- Opening Delimiter -
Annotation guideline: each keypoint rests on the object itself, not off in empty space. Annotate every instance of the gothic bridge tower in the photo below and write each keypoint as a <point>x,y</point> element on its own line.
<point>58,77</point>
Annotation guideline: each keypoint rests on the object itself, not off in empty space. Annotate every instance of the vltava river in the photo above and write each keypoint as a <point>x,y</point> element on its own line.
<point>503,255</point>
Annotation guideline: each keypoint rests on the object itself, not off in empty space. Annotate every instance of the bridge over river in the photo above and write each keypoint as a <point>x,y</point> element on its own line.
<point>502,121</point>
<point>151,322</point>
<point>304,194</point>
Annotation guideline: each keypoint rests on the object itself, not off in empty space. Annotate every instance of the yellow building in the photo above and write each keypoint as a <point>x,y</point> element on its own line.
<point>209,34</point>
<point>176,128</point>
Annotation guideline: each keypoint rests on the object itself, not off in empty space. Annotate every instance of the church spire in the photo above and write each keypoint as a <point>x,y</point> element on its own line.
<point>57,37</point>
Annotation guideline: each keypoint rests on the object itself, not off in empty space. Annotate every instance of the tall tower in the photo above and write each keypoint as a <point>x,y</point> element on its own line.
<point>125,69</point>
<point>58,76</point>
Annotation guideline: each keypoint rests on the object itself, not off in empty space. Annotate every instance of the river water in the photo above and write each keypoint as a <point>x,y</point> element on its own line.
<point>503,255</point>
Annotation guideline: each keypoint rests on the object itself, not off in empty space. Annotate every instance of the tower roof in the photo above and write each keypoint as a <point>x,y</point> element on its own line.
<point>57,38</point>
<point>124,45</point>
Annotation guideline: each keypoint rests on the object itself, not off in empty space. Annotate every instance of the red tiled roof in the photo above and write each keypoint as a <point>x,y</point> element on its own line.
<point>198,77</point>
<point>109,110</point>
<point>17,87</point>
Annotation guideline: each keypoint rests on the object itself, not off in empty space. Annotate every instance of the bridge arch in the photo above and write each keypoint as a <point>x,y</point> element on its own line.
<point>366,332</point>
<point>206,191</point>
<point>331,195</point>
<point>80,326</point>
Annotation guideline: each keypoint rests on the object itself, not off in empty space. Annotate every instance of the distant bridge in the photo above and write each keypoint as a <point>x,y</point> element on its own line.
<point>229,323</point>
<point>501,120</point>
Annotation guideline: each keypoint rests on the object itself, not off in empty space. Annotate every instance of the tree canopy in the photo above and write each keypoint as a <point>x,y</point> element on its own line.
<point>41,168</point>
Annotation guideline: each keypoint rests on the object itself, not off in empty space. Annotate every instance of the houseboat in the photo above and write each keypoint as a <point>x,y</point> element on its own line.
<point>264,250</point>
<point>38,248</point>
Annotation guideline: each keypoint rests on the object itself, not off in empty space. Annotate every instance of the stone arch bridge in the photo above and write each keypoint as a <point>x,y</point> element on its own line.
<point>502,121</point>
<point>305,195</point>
- Closing Delimiter -
- [What the exercise asks]: Write each record out again exactly.

- [Your solution]:
Annotation guideline: each keypoint rests on the object itself, not off in empty space. Annotate every instance of the gothic bridge tower in the photo below and write each keypoint as a <point>x,y</point> element on its own line.
<point>58,77</point>
Annotation guideline: each keypoint rests on the object itself, not off in empty space. Annotate every instance of the vltava river in the photo above and write each keypoint as a <point>x,y</point> element on its own line.
<point>503,255</point>
Annotation guideline: each keypoint rests on the object itself, not off in empty space. Annotate every instance of the bridge over river in the photo above and write each keypoint as a <point>x,y</point> element on its own line.
<point>502,121</point>
<point>151,322</point>
<point>304,194</point>
Annotation guideline: each keypoint rests on the object itself, not off in empty space. Annotate every instance of the yellow building in the photo above and write each keypoint as a <point>x,y</point> element on its own line.
<point>209,34</point>
<point>176,128</point>
Annotation guideline: each keypoint rests on the object itself, not off in empty space. Annotate every instance of the church spire in the photo above and write each keypoint as a <point>x,y</point> element on its own line.
<point>57,37</point>
Annotation guideline: each keypoint rests on the object itself, not off in empty space. Annotate every instance of the tall tower in the photo above and write each keypoint as a <point>x,y</point> element on its own line.
<point>125,69</point>
<point>58,76</point>
Annotation guideline: each keypoint rests on the object itself, not off in empty space. Annotate every instance of the river water in the photo above and write each keypoint as a <point>x,y</point> element on its own line.
<point>503,255</point>
Annotation guideline: each keypoint rests on the object itself, not off in empty space. Annotate every instance of the tower roof in the photo above and write each keypoint as a <point>x,y</point> element on its own line.
<point>57,38</point>
<point>124,45</point>
Annotation guideline: each keypoint rests on the object itself, not off in empty space. Annotate every instance of the red tiled roof in the photo above and write each keypoint as a <point>x,y</point> element on its own line.
<point>198,77</point>
<point>109,110</point>
<point>17,87</point>
Annotation guideline: each keypoint rests on the object itself, not off in empty space. Annotate every instance of the bridge arch in the photo above and write each keypoint as a <point>x,y</point> element on its own line.
<point>366,332</point>
<point>206,191</point>
<point>331,195</point>
<point>80,326</point>
Annotation guideline: each keypoint rests on the object itself, not off in empty space. Annotate every instance of the distant bridge in the photo above and write each keypoint as a <point>x,y</point> element on its own line.
<point>229,323</point>
<point>501,120</point>
Annotation guideline: each keypoint rests on the object itself, not off in empty space. Annotate every instance of the tree canopy in the photo above and write each keypoint as a <point>x,y</point> element on its own line.
<point>41,168</point>
Annotation guideline: each keypoint rests on the object itself, not off in empty space. Annotate every instance of the houseboat in the photo above and write each keypoint as a <point>x,y</point> element on its own line.
<point>264,250</point>
<point>38,248</point>
Annotation guideline: each keypoint rests on the object itself, not off in empty space. Annotate every instance of the stone arch bridge in the photo above and write each keypoint as a <point>x,y</point> element on its own line.
<point>502,121</point>
<point>305,195</point>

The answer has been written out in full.